[Records supplied]
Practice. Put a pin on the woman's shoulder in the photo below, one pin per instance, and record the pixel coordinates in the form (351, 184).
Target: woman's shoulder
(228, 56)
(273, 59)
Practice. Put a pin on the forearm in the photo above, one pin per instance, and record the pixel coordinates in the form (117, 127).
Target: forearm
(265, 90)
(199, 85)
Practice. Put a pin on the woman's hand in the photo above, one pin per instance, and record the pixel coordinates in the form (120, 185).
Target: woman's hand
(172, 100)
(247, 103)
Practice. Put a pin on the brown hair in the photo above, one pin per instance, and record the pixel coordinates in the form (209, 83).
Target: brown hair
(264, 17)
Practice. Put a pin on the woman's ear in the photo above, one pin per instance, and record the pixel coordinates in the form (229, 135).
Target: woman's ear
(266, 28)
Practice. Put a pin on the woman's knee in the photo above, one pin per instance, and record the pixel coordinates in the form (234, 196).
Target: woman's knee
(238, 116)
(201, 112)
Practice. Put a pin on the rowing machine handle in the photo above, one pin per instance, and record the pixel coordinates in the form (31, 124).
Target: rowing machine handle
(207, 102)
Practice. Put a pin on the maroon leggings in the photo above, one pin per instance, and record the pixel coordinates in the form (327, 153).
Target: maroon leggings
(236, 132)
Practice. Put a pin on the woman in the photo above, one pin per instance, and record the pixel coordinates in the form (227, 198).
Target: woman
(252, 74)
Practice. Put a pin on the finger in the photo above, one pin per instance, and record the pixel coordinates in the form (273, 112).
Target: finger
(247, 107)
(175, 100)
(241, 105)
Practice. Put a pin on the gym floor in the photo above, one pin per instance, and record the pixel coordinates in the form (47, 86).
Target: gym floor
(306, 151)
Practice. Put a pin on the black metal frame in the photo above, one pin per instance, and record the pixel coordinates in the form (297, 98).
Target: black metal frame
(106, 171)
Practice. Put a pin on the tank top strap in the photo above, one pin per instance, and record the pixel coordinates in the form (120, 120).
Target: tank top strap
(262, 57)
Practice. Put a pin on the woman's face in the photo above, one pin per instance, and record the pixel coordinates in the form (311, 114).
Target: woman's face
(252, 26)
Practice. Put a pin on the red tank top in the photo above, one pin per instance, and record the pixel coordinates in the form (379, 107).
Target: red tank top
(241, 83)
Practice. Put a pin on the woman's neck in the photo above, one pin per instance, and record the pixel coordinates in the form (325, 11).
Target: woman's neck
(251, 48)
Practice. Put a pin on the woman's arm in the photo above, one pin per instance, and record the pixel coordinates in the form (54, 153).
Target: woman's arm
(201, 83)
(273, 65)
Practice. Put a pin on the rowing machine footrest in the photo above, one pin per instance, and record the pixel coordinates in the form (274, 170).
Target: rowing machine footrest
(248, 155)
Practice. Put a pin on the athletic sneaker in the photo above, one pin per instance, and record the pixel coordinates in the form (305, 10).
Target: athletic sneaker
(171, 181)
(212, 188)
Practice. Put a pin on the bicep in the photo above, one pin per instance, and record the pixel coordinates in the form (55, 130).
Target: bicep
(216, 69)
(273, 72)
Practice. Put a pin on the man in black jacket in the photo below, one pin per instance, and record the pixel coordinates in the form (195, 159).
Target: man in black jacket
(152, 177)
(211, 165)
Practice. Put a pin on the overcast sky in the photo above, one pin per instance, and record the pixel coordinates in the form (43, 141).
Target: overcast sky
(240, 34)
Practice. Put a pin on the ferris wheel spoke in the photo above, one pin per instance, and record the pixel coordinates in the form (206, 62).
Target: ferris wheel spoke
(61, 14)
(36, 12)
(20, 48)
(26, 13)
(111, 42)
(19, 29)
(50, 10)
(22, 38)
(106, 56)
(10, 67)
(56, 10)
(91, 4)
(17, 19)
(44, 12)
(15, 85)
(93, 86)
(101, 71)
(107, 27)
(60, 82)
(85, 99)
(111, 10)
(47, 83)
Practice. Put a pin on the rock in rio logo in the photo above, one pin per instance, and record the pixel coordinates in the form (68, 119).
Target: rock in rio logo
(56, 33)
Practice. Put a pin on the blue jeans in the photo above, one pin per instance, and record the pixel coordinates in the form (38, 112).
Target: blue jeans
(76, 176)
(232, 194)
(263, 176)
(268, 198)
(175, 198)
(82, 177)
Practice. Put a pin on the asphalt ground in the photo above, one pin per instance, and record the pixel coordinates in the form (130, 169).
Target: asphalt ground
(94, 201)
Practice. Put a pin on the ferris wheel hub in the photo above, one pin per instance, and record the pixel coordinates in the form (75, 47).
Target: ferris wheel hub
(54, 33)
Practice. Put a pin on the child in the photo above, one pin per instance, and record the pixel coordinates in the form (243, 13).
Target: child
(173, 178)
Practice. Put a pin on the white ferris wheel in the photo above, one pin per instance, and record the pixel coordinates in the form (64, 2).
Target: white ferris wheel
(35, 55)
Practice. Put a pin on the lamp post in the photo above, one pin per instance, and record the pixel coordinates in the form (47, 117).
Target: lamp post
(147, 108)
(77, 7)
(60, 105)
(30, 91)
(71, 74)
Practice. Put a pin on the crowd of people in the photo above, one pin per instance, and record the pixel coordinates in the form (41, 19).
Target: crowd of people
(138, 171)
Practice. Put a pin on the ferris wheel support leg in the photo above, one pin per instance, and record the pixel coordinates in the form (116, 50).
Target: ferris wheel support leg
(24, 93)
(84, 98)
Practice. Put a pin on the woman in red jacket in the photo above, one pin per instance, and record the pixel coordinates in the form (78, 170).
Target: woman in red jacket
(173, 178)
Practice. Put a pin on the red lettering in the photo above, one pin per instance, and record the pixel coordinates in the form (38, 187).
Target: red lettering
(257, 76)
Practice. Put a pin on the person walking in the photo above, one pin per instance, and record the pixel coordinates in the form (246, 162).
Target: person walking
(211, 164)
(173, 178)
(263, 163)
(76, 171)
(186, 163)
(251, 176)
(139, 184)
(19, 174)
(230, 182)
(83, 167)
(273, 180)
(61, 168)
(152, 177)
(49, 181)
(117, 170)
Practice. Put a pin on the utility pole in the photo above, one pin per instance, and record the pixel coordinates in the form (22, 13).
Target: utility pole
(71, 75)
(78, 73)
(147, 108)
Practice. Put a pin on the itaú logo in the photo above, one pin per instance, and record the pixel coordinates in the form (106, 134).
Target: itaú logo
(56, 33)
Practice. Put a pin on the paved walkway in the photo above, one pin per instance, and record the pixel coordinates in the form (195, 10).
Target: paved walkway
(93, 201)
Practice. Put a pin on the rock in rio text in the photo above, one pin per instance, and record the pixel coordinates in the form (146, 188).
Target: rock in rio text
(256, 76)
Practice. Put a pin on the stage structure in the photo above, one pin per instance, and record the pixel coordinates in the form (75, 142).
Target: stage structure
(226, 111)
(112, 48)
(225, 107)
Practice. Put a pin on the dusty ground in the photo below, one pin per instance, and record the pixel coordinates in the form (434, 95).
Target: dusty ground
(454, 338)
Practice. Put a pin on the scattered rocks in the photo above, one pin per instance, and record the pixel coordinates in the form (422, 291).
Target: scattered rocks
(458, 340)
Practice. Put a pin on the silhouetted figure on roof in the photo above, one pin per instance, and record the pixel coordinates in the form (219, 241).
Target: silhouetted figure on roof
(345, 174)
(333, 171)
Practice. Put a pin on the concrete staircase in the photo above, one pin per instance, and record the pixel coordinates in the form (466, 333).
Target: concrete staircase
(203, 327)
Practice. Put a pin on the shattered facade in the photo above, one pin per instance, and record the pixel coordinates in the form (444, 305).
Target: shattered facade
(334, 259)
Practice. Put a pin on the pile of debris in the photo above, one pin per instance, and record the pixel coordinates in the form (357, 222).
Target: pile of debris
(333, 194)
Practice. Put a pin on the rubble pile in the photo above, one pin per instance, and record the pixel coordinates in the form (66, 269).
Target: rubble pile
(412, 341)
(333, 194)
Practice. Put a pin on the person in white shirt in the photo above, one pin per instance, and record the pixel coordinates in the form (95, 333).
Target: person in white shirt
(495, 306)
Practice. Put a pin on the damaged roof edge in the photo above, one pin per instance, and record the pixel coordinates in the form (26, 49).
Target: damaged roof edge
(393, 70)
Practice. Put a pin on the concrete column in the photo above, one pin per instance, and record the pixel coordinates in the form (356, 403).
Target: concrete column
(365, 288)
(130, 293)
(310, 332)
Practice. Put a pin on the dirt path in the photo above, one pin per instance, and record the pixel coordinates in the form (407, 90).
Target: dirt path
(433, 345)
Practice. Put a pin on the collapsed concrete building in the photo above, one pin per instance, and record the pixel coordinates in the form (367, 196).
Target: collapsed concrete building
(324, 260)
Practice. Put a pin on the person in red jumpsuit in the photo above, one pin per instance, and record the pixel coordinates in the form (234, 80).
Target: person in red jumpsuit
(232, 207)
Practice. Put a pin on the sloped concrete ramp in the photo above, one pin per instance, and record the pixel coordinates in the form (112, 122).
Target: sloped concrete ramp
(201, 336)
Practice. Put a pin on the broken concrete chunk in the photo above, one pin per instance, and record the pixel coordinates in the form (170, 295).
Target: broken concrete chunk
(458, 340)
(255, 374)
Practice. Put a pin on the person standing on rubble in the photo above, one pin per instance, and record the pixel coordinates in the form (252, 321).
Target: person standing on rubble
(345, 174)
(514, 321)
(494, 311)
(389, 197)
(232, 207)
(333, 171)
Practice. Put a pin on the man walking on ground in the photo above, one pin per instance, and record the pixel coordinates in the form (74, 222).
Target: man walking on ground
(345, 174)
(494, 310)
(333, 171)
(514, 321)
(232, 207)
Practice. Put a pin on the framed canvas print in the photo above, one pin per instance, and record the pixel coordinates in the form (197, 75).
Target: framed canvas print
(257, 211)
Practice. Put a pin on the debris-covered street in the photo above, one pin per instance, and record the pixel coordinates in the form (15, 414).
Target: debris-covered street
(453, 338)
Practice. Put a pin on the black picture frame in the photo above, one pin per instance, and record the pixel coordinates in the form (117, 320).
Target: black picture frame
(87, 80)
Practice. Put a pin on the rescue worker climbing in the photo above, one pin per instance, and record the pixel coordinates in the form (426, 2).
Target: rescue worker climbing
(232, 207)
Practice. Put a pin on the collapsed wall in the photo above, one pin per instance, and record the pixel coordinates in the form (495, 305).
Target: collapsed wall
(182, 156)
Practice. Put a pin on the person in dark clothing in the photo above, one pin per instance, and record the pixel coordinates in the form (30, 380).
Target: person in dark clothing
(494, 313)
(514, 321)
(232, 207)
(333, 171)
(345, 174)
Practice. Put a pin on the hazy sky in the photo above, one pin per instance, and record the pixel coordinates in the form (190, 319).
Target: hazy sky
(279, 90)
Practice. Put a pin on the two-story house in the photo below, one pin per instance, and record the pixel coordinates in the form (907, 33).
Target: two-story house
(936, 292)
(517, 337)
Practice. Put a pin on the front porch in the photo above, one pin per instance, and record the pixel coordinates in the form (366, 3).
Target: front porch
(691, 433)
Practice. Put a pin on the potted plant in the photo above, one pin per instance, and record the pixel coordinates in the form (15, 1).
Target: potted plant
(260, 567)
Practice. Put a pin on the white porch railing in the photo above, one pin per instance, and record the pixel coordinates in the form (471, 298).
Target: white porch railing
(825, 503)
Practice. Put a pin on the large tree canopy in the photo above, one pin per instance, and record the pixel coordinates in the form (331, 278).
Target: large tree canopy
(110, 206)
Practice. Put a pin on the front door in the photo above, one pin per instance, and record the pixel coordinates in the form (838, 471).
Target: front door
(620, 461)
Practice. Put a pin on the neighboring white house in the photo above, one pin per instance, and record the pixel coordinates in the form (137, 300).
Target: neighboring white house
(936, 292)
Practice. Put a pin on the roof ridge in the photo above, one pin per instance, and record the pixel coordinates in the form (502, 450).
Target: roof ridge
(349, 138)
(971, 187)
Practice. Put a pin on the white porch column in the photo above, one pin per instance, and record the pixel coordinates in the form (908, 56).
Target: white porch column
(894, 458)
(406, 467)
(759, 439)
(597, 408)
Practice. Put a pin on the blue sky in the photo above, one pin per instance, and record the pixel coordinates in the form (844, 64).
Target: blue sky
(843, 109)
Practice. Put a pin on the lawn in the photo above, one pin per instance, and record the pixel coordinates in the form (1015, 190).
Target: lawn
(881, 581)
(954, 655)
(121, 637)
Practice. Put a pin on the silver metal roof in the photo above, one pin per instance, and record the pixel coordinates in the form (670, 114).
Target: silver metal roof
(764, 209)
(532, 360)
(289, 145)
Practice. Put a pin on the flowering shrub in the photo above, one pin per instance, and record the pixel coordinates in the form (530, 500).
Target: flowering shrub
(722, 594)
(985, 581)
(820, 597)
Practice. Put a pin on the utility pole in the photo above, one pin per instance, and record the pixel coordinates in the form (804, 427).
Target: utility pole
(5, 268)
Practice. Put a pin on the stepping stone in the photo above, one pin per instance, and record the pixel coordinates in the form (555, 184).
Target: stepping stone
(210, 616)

[Aim]
Exactly repeat the lines from the line that contains "Practice. Put a pin on the flowering" to the end of the entries, both included, and leave out all other lines.

[Answer for the task]
Practice. Put a pin on the flowering shrub in the photo above, one pin per instance, and record the pixel coordinates in the form (530, 500).
Target: flowering shrub
(722, 594)
(985, 581)
(820, 597)
Practice. Put a pin on the utility pole in the photo above, one pin per instance, and record the pixel coordinates in the form (804, 427).
Target: utility pole
(5, 268)
Practice. Put a pin on the stepping stone in the photo above, one pin per instance, and record the pixel coordinates in the form (555, 184).
Target: stepping stone
(210, 616)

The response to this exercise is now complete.